> [TASK STATEMENT]
Rewrite the data below with "integer pixel values" changed to "whole-number pixel coordinates" everywhere it occurs, keeping every other word and line the same.

> [DATASET EXTRACT]
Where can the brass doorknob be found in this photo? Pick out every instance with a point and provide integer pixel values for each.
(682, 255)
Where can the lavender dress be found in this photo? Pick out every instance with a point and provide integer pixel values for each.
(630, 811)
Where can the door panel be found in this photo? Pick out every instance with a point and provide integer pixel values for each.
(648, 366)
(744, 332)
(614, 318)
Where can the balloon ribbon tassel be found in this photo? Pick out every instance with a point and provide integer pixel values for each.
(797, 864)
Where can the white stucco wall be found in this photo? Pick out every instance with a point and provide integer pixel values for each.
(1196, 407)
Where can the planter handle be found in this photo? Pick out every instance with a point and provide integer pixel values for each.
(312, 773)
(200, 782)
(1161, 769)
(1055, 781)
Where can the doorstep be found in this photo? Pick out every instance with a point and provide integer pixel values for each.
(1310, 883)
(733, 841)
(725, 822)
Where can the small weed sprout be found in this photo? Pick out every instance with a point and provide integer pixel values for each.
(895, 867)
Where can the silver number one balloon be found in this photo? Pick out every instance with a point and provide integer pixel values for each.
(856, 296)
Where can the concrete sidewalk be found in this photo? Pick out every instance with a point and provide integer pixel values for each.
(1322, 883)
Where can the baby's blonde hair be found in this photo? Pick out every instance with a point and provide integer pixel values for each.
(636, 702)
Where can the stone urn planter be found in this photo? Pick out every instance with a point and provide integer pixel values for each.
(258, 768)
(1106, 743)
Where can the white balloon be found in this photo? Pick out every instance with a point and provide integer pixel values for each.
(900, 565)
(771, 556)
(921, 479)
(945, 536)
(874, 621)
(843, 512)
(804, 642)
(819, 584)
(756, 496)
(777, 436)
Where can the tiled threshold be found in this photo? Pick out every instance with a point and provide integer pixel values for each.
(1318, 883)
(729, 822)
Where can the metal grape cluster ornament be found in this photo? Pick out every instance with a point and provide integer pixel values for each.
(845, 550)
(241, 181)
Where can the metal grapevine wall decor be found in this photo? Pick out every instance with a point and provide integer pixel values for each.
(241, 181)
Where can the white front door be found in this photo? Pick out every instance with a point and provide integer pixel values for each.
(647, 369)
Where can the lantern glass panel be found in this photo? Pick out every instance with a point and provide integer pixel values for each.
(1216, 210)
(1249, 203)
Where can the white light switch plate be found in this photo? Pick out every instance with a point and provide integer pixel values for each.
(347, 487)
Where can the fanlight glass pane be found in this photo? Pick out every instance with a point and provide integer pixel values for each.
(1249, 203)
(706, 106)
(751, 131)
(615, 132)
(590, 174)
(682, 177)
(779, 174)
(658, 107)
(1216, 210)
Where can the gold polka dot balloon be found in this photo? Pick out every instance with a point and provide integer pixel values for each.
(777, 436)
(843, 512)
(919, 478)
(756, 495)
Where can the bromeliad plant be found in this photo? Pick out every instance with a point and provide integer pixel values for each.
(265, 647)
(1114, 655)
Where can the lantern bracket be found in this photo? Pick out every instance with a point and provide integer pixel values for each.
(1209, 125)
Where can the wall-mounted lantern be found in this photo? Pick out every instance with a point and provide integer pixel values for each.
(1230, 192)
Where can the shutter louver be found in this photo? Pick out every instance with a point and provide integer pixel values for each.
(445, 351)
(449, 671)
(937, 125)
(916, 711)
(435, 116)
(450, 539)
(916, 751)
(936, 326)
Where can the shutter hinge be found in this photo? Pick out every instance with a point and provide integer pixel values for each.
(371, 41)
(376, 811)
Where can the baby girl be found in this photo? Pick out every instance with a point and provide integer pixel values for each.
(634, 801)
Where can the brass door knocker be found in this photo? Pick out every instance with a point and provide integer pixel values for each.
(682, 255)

> [REPLY TO THE TASK]
Where can the brass doorknob be found in this photo? Pick out every instance with a point and provide whole-number pixel coordinates for each.
(682, 255)
Where can the lavender dress be found in this photo? Pick out every instance with a point and provide whole-number pixel coordinates for each.
(630, 811)
Where can the door panel be found in this photo? Pick out every instance with a point and provide whole-number pixel coordinates for each.
(648, 366)
(744, 332)
(614, 318)
Where can the balloon ribbon tassel be found in this photo? Pick out every instance with a point and provide whole-number pixel coordinates for each.
(797, 864)
Where can the white stucco wall be found in this photo? Pick out every instance with a point and provide whole-number pixel coordinates for each.
(1196, 407)
Where can the planter handle be found in this photo? Pick out every instance with a point and provide whole-number pixel coordinates for each.
(312, 773)
(200, 782)
(1161, 769)
(1055, 781)
Where can the doorstep be found in this photo? Pick out every instance with a point and provide whole-number pixel coordinates for each.
(1310, 883)
(733, 841)
(725, 822)
Where can the small weed sprout be found in this photo? Pick out every instance with a point and provide whole-number pixel coordinates for each.
(895, 867)
Where can the silver number one balloon be found in this photo? Pick out every instance with a point and provide whole-number pixel coordinates for each.
(856, 296)
Where can the concrete sidewalk be found in this photo? Pick out every instance with a point and provide whole-number pixel coordinates for each.
(1322, 883)
Where can the baby's blonde hair be found in this photo? Pick out every instance with a point and provide whole-number pixel coordinates for each.
(636, 702)
Where can the stone urn planter be found in this photo? Pick out every instance with a point and provide whole-number pixel coordinates for each.
(258, 768)
(1106, 743)
Where can the white balloon be found in this photo? Pick out every instance with a point and provide whole-number pixel coordinates for each.
(900, 565)
(771, 556)
(921, 479)
(945, 536)
(874, 621)
(843, 512)
(804, 642)
(819, 584)
(756, 496)
(777, 436)
Where can the tiled threshold be found in this photo? Pick out every instance with a point and provide whole-number pixel coordinates for each.
(1318, 883)
(729, 822)
Where can the metal grape cluster ornament be found in this photo? Pick out every instance with a point and provide whole-number pixel coordinates for each.
(845, 550)
(241, 181)
Where can the metal grapevine wall decor be found in this photo? Pick out every instance with a point and provide whole-number pixel coordinates for each.
(241, 181)
Where can the white front door be found in this photo? Pick out every instance with a point and provide whole-number pixel coordinates for each.
(647, 369)
Where can the lantern glass panel be found in this photo? Pick out every instance with a point and provide whole-number pixel coordinates for each.
(1216, 210)
(1249, 203)
Where can the white light switch plate be found in this photo? Pick out every instance with a point and provide whole-number pixel coordinates for each.
(347, 487)
Where can the fanlight glass pane be found in this photo? Pick out every instance with a point and provide whole-number pixel coordinates for each.
(1249, 203)
(706, 106)
(751, 131)
(615, 132)
(590, 174)
(682, 177)
(779, 174)
(658, 107)
(1216, 210)
Where can the gold polka dot balloon be found in this photo? Pick out every instance with a point and provide whole-number pixel coordinates for each.
(777, 436)
(843, 512)
(919, 478)
(756, 495)
Where can the bromeliad plant be found in this photo? Pick out every instance with a point and provide whole-number pixel coordinates for each.
(265, 647)
(1114, 655)
Where can the lantern bracket be found in this photo? Pick out every instance with a point and provide whole-number pixel coordinates for each.
(1209, 125)
Where can the wall-mounted lantern be found in this photo? Pick out every instance with a point and provide whole-number pixel coordinates for each.
(1230, 192)
Where can the shutter louver be found in this photo? Pick out every instance with a point and provide whole-number pixel coordinates for each.
(445, 351)
(449, 671)
(937, 125)
(916, 711)
(435, 116)
(450, 539)
(916, 751)
(936, 326)
Where can the shutter hinge be found in this photo? Pick out every instance with a point and provide whole-number pixel coordinates for each.
(371, 41)
(376, 811)
Where can the baby girl be found in this photo? Pick out every instance with a point and provide whole-number pixel coordinates for each.
(634, 801)
Where can the brass door knocker be found in this photo? Pick out every instance with a point and provide whole-number pixel coordinates for each.
(682, 255)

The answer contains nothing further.